Written task: Extend the guest editorial on free trade agreements, beginning right after its last line, "(2) Do they have the right to organize?"

Free Trade Agreements — Not the Wonder You May Think (immediately below)
Guest Editorial by Wayne Spencer — OHEA Member — Henderson, NC
(April 5, 2016)
I do not believe in free trade. Most academic economists do not believe in free trade either. But, most economists are not independent. Most economists are employees of banks and corporations and free trade is their employer’s policy. No employee is going to hold his job for very long opposing his employer’s policies in public. (not even on Facebook)
Free trade allows the importation of goods from slave holders in other countries. It eliminates the need for having to re-fight the civil war to restore slavery here in America. We have little regard for human life in the U.S. but we don’t like to view it or be told of human sacrifice on our behalf. In the worst case, it is perfectly acceptable to slaughter hundreds of thousands of humans in Africa and Asia in order for our military industrial complex to continue on. Free trade is more humane since we pay to house and feed the human slaves. A kind and gentle alternative.
So of course slavery helps the American consumer. Americans love free stuff. Look what it took to eliminate slave policy here? If every American had been thinking human rights, slavery here wouldn’t have lasted a day. Hardly anyone cared. It took a “passionate few” (Henry David Thoreau’s words) to end slavery here; it will take a passionate few to end slavery there as well. It may not happen in our lifetime but that should not be reason for complacency.
I support “fair trade” where free people bargain for the fair price of the goods that they produce. Notice I said that “they produce,” not that a slave master takes from them and sells. How do we know if the producers fairly bargain for the sale of the goods they produce? Here are a few questions to ask:
(1) Are they free people?
(2) Do they have the right to organize?

Data lines:
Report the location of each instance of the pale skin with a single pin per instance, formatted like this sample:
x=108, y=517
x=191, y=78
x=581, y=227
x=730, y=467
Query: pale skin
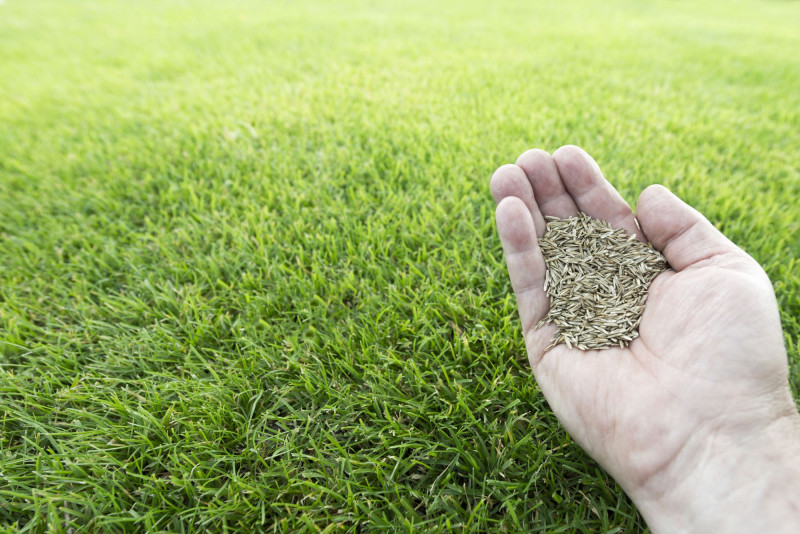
x=694, y=419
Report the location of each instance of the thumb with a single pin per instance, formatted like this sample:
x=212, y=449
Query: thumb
x=679, y=231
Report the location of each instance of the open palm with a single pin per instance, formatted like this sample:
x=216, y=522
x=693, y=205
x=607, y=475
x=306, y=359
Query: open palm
x=709, y=364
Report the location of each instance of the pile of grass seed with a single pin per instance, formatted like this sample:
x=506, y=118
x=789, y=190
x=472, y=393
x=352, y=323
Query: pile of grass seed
x=597, y=280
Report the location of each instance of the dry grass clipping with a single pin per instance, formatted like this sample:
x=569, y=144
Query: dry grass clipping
x=597, y=279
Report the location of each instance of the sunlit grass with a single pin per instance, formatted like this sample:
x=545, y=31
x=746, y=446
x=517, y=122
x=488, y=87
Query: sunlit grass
x=248, y=272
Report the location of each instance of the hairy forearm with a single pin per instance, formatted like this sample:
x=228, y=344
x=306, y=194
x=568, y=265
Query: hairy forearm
x=737, y=485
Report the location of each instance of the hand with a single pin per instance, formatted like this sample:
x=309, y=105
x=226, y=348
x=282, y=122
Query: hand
x=694, y=418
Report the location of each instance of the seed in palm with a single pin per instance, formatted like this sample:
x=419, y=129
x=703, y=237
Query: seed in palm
x=597, y=280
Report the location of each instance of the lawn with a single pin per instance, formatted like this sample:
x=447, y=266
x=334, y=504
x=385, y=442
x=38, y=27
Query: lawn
x=249, y=276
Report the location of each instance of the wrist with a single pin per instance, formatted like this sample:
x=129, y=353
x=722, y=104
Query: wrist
x=729, y=482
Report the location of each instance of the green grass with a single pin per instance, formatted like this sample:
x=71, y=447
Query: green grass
x=249, y=278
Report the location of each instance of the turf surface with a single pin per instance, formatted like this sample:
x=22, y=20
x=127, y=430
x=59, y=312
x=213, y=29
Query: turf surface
x=249, y=276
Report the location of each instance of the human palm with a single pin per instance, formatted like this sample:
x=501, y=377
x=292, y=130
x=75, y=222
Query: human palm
x=709, y=364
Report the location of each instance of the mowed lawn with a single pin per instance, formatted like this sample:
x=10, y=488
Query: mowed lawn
x=249, y=277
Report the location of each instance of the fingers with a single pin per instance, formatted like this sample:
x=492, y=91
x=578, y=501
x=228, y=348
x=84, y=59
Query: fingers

Output of the task:
(3) Do they have collective bargaining rights?
(4) Are they being adequately compensated for their labor?
(5) Is their compensation adequate for them to purchase goods and services that would satisfy American standards? (We need to judge their compensation based upon our standards, not theirs. Or is it fair to trade trinkets for Manhattan?)
If the answer to any of the above questions is no, then that is not fair trade.
NAFTA, CAFTA and TPP are even much worse than free trade. Take a look at the provisions that violate the sovereign rights of countries and the human rights of their citizens; provisions that put corporate profits and corporate property rights ahead of people’s very right to live. These trade policies are a new world constitution which supersedes all the “law of the land” of every country that is party to its terms, especially including our own. (See Article 6 of the U.S. Constitution)
Not only do the provisions of these trade agreements codify slavery, they codify colonialism, where every person in every country that is a party to these agreements is subject to a group of self-proclaimed multinational corporations. Every nation becomes a colony to the master non-geographical corporations who hold the power under these agreements.
I am a strong believer in trade agreements; I believe they are essential to promote trade and to guarantee the human rights of all workers on all sides. They must provide, at a minimum; for uncoerced collective bargaining, safe working standards, internationally recognized environmental standards and international oversight by international commissions comprised of workers from other countries.
To work out a fair trade agreement will not be easy and will require an open discussion in open proceedings. It cannot be accomplished behind closed doors. Democracy and fairness are never negotiated secretly behind closed doors.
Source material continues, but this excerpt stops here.